### Task goal
How many of the rows below contain the word "mountain"? Case matters. Reply with the number alone.

### Records
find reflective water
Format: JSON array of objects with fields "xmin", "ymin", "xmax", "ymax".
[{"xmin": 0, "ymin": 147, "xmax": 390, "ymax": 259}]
* * *
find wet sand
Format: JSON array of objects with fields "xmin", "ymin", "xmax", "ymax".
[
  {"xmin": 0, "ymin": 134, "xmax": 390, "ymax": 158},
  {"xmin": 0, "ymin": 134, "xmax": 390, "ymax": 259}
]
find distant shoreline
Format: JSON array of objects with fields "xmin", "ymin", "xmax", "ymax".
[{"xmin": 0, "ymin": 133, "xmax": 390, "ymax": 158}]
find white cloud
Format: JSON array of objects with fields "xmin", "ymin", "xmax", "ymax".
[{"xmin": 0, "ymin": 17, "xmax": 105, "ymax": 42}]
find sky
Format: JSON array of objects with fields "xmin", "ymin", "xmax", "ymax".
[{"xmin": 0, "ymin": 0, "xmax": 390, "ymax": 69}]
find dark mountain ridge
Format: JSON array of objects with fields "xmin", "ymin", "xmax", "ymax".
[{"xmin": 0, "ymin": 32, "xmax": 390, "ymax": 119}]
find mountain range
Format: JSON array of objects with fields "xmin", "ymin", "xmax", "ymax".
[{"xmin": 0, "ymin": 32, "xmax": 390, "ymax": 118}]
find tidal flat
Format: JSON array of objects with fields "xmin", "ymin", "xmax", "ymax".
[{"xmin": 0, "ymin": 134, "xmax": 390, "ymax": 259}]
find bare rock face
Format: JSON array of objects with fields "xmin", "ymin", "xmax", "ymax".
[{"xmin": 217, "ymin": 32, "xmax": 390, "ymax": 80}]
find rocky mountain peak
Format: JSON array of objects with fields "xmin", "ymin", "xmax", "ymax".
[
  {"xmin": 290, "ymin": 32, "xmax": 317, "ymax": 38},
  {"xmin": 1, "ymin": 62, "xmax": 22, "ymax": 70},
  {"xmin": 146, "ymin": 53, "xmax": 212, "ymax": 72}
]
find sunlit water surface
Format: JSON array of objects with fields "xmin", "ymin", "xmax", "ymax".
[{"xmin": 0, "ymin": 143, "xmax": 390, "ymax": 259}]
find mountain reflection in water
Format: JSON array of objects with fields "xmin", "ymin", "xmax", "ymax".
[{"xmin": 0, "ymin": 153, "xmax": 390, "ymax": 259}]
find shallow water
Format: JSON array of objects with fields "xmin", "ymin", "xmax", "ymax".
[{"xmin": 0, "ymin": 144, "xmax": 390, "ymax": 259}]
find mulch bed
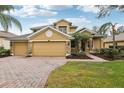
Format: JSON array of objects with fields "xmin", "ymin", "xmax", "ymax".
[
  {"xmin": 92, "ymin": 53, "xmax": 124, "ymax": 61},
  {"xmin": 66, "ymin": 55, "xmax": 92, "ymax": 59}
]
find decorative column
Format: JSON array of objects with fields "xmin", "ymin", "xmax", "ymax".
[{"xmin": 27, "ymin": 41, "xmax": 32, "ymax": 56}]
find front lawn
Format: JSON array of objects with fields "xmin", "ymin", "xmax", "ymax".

### The completed task
4